Consigne 1 = Relevez toutes les expressions proverbiales que le texte sur le prince héritier saoudien mentionne pour illustrer l'idée qu'un problème compliqué a toujours une solution simple.
Consigne 2 = Rédigez la suite du texte sur le prince héritier saoudien, en reprenant après sa dernière phrase.

Texte à lire =
__________

L’héritier de la
couronne MBS a trouvé la solution. Il a coincé des centaines de gens parmi les
plus riches de son royaume, les a parqués dans le Ritz Carlton cinq étoiles de
sa capitale Riyad, et il leur a dit de cracher au bassinet. Quand ils lui ont
ri au nez, il a fait appel à des tortionnaires américains pour mettre en place la
ponction, style mafia.
La meilleure
solution pour un problème compliqué est toujours simple. L’œuf de Colomb, le
nœud gordien, le lit de Procuste. Tant de gens s’étaient échinés à tenter de
desserrer le sac de nœuds, avant qu’Alexandre arrive et en finisse d’un seul
coup magistral de sa puissante épée. Des sages avaient essayé en vain de faire
tenir l’œuf debout sur une table, jusqu’au jour où Christophe Colomb l’a écrasé
par le petit bout. Et Procuste avait réglé le problème de l’extrême diversité
de tailles dans la population, en coupant les jambes aux trop grands et en
étirant les jambes aux courts sur pattes.
Et maintenant le
glorieux quoique trop long nom du prince de la couronne des Saoud, Muhammad
bin Salmna (pour faire court MBS) devrait rejoindre la liste des
grands découvreurs de solutions. Il a affronté le problème d’avoir à gérer un
pays en faillite, un trésor vide, et toute sorte de citoyens extrêmement
riches, aux coffres débordants.

__________

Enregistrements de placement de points
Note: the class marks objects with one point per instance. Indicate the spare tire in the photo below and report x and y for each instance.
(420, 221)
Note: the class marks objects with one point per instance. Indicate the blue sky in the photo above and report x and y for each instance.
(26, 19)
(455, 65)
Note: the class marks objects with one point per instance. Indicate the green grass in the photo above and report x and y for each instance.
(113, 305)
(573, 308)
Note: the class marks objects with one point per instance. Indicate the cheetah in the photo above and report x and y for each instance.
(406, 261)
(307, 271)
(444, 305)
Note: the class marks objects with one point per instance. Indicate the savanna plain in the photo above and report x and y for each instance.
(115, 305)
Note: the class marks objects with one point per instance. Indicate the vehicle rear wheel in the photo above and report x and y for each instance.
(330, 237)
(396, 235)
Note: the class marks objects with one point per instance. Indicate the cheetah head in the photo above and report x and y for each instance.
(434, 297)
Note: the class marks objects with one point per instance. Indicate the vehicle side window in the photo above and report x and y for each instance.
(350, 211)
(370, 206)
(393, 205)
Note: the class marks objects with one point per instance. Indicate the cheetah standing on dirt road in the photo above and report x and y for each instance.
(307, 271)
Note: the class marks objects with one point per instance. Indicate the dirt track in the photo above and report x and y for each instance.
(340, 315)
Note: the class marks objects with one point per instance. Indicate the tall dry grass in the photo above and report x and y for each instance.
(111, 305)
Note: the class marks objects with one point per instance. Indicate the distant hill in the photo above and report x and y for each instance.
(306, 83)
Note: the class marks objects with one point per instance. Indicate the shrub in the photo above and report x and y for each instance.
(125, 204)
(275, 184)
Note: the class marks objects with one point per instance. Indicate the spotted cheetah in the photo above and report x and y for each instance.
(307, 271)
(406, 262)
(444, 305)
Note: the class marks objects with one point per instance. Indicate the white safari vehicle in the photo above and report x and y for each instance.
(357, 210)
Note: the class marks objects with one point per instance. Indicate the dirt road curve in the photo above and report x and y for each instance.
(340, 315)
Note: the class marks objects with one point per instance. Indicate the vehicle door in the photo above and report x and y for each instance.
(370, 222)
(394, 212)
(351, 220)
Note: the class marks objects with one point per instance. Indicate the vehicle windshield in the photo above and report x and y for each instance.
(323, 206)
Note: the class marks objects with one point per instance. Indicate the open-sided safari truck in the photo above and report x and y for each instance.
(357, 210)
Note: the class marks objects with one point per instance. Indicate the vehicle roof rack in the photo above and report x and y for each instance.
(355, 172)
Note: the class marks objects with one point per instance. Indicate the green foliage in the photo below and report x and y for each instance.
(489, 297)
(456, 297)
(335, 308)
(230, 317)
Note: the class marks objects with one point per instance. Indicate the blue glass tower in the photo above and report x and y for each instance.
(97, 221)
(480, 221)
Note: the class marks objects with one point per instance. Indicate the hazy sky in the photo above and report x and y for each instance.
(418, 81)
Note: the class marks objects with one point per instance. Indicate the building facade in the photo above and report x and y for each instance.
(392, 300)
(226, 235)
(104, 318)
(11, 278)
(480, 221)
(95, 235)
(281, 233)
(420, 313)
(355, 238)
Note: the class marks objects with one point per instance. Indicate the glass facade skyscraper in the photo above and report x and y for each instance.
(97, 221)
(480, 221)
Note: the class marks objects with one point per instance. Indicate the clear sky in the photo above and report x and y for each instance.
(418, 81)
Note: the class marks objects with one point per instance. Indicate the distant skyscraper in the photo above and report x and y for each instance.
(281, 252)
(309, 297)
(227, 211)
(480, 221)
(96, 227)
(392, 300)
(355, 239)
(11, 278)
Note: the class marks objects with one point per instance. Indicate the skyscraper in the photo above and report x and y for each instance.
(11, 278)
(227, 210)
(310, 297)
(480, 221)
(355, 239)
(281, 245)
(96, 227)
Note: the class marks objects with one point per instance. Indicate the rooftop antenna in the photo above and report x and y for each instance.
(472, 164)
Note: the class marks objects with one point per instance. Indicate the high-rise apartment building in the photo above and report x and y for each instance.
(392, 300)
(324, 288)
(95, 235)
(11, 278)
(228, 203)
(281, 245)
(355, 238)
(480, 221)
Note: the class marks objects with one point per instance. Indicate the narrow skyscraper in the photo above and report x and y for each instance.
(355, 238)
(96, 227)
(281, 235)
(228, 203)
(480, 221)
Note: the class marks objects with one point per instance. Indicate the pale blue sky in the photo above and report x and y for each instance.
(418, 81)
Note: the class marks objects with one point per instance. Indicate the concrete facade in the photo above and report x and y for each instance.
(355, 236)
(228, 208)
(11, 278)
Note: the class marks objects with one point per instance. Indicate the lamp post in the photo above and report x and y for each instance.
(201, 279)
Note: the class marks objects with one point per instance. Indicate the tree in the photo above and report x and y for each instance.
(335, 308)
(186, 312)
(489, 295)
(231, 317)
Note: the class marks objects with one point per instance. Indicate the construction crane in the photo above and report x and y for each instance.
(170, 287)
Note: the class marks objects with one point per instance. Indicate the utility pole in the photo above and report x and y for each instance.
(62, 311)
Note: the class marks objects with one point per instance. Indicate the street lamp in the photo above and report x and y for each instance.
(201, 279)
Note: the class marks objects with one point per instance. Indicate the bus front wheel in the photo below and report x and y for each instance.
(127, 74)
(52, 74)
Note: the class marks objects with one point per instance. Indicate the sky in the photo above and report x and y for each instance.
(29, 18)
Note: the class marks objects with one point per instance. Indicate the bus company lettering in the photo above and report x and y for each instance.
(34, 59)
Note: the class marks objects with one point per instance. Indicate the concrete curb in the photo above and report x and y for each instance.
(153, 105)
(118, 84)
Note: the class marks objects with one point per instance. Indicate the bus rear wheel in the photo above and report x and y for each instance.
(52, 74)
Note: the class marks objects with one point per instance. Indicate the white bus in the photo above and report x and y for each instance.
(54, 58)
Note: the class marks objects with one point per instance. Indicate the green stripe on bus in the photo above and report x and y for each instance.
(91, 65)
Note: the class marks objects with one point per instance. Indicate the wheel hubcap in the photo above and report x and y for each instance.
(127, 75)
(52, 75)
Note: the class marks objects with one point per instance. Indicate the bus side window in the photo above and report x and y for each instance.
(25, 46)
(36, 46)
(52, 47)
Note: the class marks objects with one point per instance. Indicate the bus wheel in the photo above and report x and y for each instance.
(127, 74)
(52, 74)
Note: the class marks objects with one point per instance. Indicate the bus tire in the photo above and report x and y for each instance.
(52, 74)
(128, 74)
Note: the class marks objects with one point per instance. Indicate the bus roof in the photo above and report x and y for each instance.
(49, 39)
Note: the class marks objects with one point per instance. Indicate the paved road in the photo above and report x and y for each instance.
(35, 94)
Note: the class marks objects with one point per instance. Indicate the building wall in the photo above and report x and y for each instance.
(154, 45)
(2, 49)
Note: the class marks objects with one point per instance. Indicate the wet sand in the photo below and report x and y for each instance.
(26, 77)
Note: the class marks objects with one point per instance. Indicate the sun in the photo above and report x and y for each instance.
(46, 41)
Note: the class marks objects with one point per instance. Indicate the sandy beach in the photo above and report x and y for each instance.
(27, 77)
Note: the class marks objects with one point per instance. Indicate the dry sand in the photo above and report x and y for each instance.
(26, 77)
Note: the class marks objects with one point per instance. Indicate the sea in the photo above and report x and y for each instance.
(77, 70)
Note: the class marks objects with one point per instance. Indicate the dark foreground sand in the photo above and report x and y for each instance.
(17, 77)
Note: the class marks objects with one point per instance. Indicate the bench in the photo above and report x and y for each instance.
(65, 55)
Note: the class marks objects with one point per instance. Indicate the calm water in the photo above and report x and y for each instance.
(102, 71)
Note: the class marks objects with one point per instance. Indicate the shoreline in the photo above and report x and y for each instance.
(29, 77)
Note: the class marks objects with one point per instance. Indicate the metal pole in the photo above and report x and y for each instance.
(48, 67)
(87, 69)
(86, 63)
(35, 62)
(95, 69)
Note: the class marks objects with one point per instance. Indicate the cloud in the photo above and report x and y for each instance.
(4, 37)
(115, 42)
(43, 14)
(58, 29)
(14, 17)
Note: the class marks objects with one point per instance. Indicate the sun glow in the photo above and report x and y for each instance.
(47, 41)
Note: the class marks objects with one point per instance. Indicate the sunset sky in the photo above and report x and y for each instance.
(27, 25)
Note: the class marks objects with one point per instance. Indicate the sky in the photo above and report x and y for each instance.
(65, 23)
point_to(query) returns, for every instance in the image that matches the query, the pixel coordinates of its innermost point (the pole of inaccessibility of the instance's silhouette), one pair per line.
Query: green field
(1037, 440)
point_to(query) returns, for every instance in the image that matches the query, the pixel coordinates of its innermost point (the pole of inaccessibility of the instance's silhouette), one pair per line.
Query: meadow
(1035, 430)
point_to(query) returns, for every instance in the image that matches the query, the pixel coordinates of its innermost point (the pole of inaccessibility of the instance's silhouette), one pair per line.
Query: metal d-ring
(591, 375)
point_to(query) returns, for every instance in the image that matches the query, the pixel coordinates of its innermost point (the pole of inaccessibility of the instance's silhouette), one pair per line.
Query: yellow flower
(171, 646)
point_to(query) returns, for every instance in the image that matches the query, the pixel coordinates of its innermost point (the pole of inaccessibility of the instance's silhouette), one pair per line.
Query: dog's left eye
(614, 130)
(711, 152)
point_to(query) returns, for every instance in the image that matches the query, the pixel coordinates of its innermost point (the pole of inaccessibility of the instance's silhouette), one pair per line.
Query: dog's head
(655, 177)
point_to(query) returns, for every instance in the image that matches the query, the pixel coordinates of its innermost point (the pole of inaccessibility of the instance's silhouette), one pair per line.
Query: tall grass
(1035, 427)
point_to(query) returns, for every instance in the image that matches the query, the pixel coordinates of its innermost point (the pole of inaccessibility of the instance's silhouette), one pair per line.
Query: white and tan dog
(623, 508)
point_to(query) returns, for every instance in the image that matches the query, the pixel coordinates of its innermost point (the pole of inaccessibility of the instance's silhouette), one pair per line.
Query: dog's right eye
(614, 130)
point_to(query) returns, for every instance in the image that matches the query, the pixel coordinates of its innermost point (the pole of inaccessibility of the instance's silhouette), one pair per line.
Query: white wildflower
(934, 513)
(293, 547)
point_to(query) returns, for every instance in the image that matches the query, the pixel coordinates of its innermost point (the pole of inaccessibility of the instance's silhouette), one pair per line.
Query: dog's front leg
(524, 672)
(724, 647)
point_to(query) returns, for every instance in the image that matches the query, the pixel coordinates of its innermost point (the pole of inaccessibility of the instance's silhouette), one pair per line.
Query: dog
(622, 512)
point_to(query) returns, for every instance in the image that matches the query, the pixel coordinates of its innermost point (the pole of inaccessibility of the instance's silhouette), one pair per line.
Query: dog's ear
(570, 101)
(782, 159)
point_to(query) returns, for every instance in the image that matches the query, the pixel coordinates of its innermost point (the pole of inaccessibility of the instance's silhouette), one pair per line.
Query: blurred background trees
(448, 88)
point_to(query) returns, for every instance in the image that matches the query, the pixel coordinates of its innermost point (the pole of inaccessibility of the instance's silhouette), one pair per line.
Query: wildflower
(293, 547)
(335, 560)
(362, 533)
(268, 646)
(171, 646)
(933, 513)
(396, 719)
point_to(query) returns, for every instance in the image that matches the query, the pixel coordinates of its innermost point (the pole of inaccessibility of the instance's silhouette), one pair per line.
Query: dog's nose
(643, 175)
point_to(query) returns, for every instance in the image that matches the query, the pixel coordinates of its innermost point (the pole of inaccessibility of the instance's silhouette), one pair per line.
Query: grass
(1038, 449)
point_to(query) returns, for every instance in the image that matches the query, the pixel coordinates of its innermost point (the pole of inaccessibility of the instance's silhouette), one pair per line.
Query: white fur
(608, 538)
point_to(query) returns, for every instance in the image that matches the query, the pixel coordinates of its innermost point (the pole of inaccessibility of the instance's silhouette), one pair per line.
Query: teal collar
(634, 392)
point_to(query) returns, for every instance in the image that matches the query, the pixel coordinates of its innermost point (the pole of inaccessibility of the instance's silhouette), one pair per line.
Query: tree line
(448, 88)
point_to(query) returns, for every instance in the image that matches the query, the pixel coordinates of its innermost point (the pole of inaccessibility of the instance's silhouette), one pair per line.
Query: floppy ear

__________

Réponse attendue 1 = L'œuf de Colomb, le nœud gordien, le lit de Procuste.

Réponse attendue 2 =
Trump se
retrouve face à un problème semblable ; aux US, les chiens dominants
tiennent toute la bonne viande, tandis que l’État croule sous une dette
multimilliardaire. On a trois gentelmen de belle allure : Jeff Bezos,
Bill Gates et Marck Zuckerberg, qui ont dans leurs coffres-forts
autant de fric que la totalité des gens ordinaires d’Amérique.
Les Grecs sont
dans une situation encore pire : ils sont endettés, ils crèvent la dalle
sous les plans d’austérité, tandis que l’argent que l’État grec a emprunté
déborde des poches des riches.
Le problème est
universel. Partout, du Royaume Uni à la Russie, du Brésil à la Grèce, c’est la
même chose : les coffres de l’Etat sont vides, les politiques prescrivent
l’austérité pour tous, mais une poignée de riches contemplent la croissance
rapide de leur capital non imposable.
Bon, d’accord,
on est au courant, et qu’est-ce que tu veux qu’on y fasse, petit malin ?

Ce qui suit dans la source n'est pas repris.